### Passage

There's so much to say about the days and hours leading up to my son's arrival (and a birth story is in the works).  But the one thing that keeps coming to mind every time I cradle him in my arms, nuzzle him close to my chest, or smell that intoxicating newborn scent is I'm so glad that you are here.  

I still remember, quite vividly, the night I found out I was pregnant.  I stood in the bathroom waiting for the flashing dots on the digital tests to reveal our fate.  I was having an internal conversation, my mind swirling with all the reasons why there was no way it could be positive, but everything came to a screeching halt when I looked down and read the word "Pregnant" on the screen.


I gasped.  I think I may have even said the words "Oh no" out loud.  

Unlike my previous 2 pregnancies this was not a moment filled with joy and excitement.  I burst into tears.  I was scared.  It had barely been two full months since the miscarriage and I was pregnant again.
How could I do this?

  Why would God let this happen? 

The doctor told us to wait 3 months before trying to get pregnant again...

### Do this
Copy the pregnancy passage from "I gasped.  I" to "get pregnant again...", swapping "scared" for "frightened".

### Records provided
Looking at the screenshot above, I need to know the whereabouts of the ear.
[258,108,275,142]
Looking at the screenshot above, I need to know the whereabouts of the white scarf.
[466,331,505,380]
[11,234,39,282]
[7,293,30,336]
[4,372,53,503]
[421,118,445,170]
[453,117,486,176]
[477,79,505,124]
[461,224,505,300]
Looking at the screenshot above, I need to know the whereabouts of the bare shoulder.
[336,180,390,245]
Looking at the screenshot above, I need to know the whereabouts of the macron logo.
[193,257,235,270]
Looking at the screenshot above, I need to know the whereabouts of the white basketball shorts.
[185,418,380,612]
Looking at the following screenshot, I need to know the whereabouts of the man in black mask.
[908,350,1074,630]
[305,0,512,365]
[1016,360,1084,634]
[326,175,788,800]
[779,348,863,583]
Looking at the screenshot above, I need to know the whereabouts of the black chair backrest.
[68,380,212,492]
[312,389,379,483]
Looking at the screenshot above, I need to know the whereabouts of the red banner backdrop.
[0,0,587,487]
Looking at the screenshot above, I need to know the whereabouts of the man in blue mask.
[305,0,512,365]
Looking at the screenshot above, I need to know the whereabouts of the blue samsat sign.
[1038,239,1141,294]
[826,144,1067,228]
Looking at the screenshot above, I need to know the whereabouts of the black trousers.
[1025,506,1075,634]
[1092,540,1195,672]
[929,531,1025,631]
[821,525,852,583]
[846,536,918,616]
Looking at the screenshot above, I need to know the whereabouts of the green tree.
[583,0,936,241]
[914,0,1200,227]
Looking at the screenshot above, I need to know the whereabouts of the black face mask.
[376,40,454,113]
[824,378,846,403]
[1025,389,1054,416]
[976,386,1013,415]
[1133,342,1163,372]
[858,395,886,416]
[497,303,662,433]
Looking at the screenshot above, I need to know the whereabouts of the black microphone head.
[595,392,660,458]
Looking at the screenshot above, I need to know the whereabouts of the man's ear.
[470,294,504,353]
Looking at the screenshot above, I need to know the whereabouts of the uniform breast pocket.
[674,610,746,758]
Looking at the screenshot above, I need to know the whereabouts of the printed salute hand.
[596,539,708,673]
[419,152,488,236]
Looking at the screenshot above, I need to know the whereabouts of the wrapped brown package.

### Result below
I gasped.  I think I may have even said the words "Oh no" out loud.  

Unlike my previous 2 pregnancies this was not a moment filled with joy and excitement.  I burst into tears.  I was frightened.  It had barely been two full months since the miscarriage and I was pregnant again.
How could I do this?

  Why would God let this happen? 

The doctor told us to wait 3 months before trying to get pregnant again...